Copy out all of the material exactly.
┌──
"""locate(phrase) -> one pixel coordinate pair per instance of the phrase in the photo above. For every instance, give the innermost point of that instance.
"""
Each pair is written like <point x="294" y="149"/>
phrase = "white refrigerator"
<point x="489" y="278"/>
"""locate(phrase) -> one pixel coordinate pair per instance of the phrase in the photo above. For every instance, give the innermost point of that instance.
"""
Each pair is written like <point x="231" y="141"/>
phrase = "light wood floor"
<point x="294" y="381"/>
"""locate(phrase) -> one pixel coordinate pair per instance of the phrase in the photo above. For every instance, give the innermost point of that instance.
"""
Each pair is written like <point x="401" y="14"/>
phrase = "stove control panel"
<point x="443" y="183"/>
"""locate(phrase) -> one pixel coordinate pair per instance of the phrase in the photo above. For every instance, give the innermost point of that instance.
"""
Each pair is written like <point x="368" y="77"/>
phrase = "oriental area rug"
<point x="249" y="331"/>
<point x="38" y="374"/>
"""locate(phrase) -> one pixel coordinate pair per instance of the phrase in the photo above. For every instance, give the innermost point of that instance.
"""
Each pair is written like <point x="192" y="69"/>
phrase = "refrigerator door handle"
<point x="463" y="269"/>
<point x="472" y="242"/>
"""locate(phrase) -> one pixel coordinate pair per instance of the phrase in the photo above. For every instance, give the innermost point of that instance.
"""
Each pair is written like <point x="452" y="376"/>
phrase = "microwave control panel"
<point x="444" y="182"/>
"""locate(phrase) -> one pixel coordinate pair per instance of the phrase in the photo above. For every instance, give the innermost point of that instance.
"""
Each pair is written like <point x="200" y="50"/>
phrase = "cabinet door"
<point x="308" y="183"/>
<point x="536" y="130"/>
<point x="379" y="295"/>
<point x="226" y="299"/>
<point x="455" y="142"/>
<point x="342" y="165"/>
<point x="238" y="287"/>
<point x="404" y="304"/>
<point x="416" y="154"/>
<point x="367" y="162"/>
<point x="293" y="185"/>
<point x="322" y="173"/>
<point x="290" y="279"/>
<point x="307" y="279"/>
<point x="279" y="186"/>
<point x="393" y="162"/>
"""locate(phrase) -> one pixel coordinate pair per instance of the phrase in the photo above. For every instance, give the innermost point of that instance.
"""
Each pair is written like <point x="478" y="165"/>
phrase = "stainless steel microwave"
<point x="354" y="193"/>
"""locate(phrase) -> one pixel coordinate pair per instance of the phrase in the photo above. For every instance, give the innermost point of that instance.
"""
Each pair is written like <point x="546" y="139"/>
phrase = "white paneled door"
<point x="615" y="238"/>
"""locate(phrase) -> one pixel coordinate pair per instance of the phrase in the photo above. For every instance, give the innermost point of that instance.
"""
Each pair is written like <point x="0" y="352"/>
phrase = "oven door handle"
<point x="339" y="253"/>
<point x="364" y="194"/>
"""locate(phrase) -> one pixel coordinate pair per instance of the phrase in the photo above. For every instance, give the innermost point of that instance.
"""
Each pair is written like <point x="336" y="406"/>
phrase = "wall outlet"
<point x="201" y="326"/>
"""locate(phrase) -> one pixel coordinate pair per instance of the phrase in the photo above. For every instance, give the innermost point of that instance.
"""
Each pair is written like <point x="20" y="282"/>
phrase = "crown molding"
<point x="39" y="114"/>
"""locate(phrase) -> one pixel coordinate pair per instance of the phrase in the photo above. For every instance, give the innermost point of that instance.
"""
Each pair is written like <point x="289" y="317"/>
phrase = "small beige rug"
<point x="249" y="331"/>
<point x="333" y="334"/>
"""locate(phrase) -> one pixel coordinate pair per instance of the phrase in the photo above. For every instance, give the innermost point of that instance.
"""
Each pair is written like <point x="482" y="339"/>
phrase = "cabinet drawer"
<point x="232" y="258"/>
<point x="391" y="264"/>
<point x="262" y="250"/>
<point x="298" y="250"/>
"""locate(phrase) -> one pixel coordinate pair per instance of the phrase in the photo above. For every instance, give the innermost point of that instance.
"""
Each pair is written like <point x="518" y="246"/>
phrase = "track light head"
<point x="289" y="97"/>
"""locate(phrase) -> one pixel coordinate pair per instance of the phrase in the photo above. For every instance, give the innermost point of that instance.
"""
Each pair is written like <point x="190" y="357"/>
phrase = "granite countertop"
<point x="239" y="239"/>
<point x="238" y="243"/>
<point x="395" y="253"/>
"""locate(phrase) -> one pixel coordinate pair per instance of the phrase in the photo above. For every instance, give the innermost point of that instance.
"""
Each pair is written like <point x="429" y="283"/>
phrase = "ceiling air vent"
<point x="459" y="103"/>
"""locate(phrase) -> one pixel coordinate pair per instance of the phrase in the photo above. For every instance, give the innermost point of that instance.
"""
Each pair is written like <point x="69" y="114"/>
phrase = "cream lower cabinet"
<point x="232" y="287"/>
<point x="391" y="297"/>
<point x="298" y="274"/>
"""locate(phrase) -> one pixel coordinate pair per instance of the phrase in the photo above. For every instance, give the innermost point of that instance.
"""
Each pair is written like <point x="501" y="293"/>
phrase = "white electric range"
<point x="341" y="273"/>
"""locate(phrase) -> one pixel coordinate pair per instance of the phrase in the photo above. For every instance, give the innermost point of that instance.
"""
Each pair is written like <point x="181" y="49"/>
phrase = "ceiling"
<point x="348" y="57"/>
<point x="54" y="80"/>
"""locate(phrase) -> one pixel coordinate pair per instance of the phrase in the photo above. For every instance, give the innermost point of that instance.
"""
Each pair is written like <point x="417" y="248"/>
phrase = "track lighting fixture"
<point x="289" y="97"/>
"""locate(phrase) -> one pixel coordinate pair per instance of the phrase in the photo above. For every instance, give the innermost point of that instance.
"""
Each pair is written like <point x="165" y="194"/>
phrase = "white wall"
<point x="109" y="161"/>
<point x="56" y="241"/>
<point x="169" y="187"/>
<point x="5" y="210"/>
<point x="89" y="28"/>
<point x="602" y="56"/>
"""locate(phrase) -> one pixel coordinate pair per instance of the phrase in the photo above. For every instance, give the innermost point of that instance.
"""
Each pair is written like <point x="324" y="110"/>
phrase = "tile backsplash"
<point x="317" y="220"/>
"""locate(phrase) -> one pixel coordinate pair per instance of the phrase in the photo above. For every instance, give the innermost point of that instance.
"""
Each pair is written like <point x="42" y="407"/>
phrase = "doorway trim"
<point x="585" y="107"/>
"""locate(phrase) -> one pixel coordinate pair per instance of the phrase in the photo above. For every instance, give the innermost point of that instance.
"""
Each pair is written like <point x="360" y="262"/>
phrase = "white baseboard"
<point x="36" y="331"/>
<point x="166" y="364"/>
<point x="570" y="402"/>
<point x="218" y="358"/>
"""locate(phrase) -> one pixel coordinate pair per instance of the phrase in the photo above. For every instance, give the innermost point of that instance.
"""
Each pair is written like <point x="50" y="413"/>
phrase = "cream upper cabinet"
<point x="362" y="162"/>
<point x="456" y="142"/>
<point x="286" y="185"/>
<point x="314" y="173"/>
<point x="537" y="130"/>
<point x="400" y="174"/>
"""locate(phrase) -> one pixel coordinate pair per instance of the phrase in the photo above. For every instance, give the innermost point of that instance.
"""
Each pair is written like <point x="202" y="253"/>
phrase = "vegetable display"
└──
Problem solution:
"""locate(phrase) -> one pixel coordinate pair per instance of the phrase in the photo above. For every instance, give the innermost point of that instance.
"""
Each pair is written like <point x="294" y="149"/>
phrase = "white refrigerator"
<point x="489" y="278"/>
"""locate(phrase) -> one pixel coordinate pair per instance of the phrase in the photo above. For every instance, give the innermost point of that instance.
"""
Each pair is written like <point x="231" y="141"/>
phrase = "light wood floor"
<point x="294" y="381"/>
"""locate(phrase) -> one pixel coordinate pair per instance of the phrase in the photo above. For every instance, give the innermost point of that instance.
"""
Each pair is written like <point x="401" y="14"/>
phrase = "stove control panel"
<point x="443" y="183"/>
"""locate(phrase) -> one pixel coordinate pair per instance of the phrase in the photo above. For every instance, give the innermost point of that instance.
"""
Each pair is written like <point x="368" y="77"/>
phrase = "oriental area rug"
<point x="249" y="331"/>
<point x="38" y="374"/>
"""locate(phrase) -> one pixel coordinate pair per instance of the phrase in the photo above. For every instance, give the innermost point of that instance.
"""
Each pair is written like <point x="192" y="69"/>
phrase = "refrigerator door handle"
<point x="463" y="269"/>
<point x="472" y="242"/>
"""locate(phrase) -> one pixel coordinate pair per instance of the phrase in the photo above. For every instance, give the innermost point of that instance.
"""
Each pair is written like <point x="452" y="376"/>
phrase = "microwave control panel"
<point x="444" y="182"/>
"""locate(phrase) -> one pixel coordinate pair per instance of the phrase in the photo above. For every instance, give the innermost point of that instance.
"""
Each pair is written like <point x="200" y="50"/>
phrase = "cabinet door"
<point x="308" y="183"/>
<point x="536" y="130"/>
<point x="379" y="295"/>
<point x="226" y="299"/>
<point x="455" y="142"/>
<point x="342" y="165"/>
<point x="238" y="287"/>
<point x="404" y="304"/>
<point x="416" y="154"/>
<point x="367" y="162"/>
<point x="293" y="185"/>
<point x="322" y="173"/>
<point x="290" y="279"/>
<point x="307" y="279"/>
<point x="279" y="186"/>
<point x="393" y="162"/>
"""locate(phrase) -> one pixel coordinate pair per instance of the phrase in the photo above. For every instance, give the innermost point of that instance.
"""
Each pair is written like <point x="478" y="165"/>
phrase = "stainless steel microwave"
<point x="354" y="193"/>
"""locate(phrase) -> one pixel coordinate pair per instance of the phrase in the photo above. For every instance, give the innermost point of that instance.
"""
Each pair is written like <point x="546" y="139"/>
phrase = "white paneled door"
<point x="615" y="238"/>
"""locate(phrase) -> one pixel coordinate pair per instance of the phrase in the photo above. For every instance, give the innermost point of that instance.
"""
Each pair is written like <point x="0" y="352"/>
phrase = "oven door handle"
<point x="339" y="253"/>
<point x="364" y="194"/>
"""locate(phrase) -> one pixel coordinate pair per instance of the phrase in the photo above. For every instance, give the innermost point of that instance.
"""
Each pair is written like <point x="336" y="406"/>
phrase = "wall outlet"
<point x="201" y="326"/>
"""locate(phrase) -> one pixel coordinate pair per instance of the phrase in the photo above. For every instance, give the innermost point of that instance.
"""
Each pair is written like <point x="20" y="282"/>
phrase = "crown molding"
<point x="39" y="114"/>
"""locate(phrase) -> one pixel coordinate pair per instance of the phrase in the photo above. For every instance, give the innermost point of that instance.
"""
Each pair is written like <point x="289" y="317"/>
phrase = "small beige rug"
<point x="249" y="331"/>
<point x="333" y="334"/>
"""locate(phrase) -> one pixel coordinate pair per instance of the phrase in the photo above. For every instance, give the innermost point of that instance.
"""
Each pair is written like <point x="482" y="339"/>
phrase = "cabinet drawer"
<point x="232" y="258"/>
<point x="391" y="264"/>
<point x="262" y="250"/>
<point x="298" y="250"/>
"""locate(phrase) -> one pixel coordinate pair per instance of the phrase in the photo above. For every instance, give the innermost point of that instance.
"""
Each pair is written like <point x="518" y="246"/>
phrase = "track light head"
<point x="289" y="97"/>
"""locate(phrase) -> one pixel coordinate pair per instance of the phrase in the photo above. For every instance, give the innermost point of that instance.
"""
Each pair is written like <point x="190" y="357"/>
phrase = "granite countertop"
<point x="239" y="239"/>
<point x="238" y="243"/>
<point x="395" y="253"/>
"""locate(phrase) -> one pixel coordinate pair per instance of the phrase in the photo above. For every instance, give the innermost point of that instance.
"""
Each pair is written like <point x="429" y="283"/>
phrase = "ceiling air vent"
<point x="459" y="103"/>
"""locate(phrase) -> one pixel coordinate pair per instance of the phrase in the photo above. For every instance, give the innermost point of that instance.
"""
Each pair is written like <point x="69" y="114"/>
phrase = "cream lower cabinet"
<point x="232" y="287"/>
<point x="391" y="297"/>
<point x="298" y="274"/>
"""locate(phrase) -> one pixel coordinate pair per instance of the phrase in the photo above. For every instance, give the innermost point of that instance.
"""
Each pair is written like <point x="501" y="293"/>
phrase = "white electric range"
<point x="341" y="273"/>
"""locate(phrase) -> one pixel coordinate pair per instance of the phrase in the photo above. For every instance, give the innermost point of that instance.
"""
Each pair is written like <point x="181" y="49"/>
phrase = "ceiling"
<point x="348" y="57"/>
<point x="54" y="80"/>
"""locate(phrase) -> one pixel coordinate pair per instance of the phrase in the photo above. For every instance, give the innermost point of that instance.
"""
Each pair is written like <point x="417" y="248"/>
phrase = "track lighting fixture"
<point x="289" y="97"/>
"""locate(phrase) -> one pixel coordinate pair per instance of the phrase in the photo above. For every instance, give the innermost point of that instance.
"""
Each pair is written like <point x="165" y="194"/>
phrase = "white wall"
<point x="109" y="161"/>
<point x="56" y="241"/>
<point x="169" y="187"/>
<point x="5" y="210"/>
<point x="89" y="28"/>
<point x="602" y="56"/>
"""locate(phrase) -> one pixel coordinate pair per instance of the phrase in the photo above. For every instance, give the innermost point of that instance.
"""
Each pair is written like <point x="324" y="110"/>
phrase = "tile backsplash"
<point x="317" y="220"/>
"""locate(phrase) -> one pixel coordinate pair per instance of the phrase in the photo above. For every instance, give the innermost point of that instance.
"""
Each pair is written like <point x="42" y="407"/>
phrase = "doorway trim"
<point x="585" y="107"/>
"""locate(phrase) -> one pixel coordinate pair per instance of the phrase in the photo above. For every instance, give the innermost point of that instance.
"""
Each pair is written like <point x="360" y="262"/>
phrase = "white baseboard"
<point x="36" y="331"/>
<point x="166" y="364"/>
<point x="570" y="402"/>
<point x="218" y="358"/>
"""locate(phrase) -> one pixel coordinate pair per instance of the phrase in the photo above. For every instance, give the innermost point of that instance.
"""
Each pair is written like <point x="50" y="413"/>
phrase = "cream upper cabinet"
<point x="362" y="162"/>
<point x="456" y="142"/>
<point x="286" y="185"/>
<point x="314" y="173"/>
<point x="537" y="130"/>
<point x="400" y="174"/>
"""locate(phrase) -> one pixel coordinate pair per instance of the phrase in the photo above. For every instance, give the innermost point of that instance.
"""
Each pair is written like <point x="202" y="253"/>
phrase = "vegetable display"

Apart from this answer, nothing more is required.